» **WORK ITEM**: In the entries below, how many lines contain the word "placemat"? State the number and nothing more.

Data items
- - -

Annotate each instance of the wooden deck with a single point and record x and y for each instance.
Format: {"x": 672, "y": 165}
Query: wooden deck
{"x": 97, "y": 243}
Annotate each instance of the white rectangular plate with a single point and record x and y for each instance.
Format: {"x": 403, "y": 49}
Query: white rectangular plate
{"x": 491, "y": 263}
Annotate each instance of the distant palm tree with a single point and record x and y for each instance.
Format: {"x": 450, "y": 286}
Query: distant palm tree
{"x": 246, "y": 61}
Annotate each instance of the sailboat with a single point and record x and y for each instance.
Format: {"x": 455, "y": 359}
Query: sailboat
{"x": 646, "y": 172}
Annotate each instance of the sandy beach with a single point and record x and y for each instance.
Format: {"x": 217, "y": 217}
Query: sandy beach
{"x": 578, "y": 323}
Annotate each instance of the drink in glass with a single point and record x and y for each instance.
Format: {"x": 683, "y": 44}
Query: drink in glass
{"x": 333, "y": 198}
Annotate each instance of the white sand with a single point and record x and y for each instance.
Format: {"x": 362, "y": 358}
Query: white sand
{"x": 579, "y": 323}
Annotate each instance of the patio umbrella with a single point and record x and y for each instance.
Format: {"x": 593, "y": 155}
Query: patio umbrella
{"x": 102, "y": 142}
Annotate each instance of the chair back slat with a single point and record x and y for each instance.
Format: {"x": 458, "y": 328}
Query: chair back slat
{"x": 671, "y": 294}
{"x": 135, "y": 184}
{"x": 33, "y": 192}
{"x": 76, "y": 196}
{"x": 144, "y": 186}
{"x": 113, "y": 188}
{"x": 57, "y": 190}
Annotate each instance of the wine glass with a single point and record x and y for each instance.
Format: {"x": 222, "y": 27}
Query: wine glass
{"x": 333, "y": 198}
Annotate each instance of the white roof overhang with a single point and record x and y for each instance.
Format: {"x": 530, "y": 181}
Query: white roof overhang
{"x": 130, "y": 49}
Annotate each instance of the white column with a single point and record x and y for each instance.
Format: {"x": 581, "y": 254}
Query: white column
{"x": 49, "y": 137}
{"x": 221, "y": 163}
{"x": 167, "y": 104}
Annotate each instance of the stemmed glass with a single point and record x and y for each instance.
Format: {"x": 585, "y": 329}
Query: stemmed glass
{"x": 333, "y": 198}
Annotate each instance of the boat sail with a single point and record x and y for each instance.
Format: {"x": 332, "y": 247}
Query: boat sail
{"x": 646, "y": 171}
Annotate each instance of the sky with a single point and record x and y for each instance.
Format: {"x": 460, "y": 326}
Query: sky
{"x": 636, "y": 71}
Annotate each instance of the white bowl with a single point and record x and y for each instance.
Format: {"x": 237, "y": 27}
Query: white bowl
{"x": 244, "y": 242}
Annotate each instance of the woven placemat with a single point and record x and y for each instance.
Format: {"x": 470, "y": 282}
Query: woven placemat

- - -

» **RESULT**: 2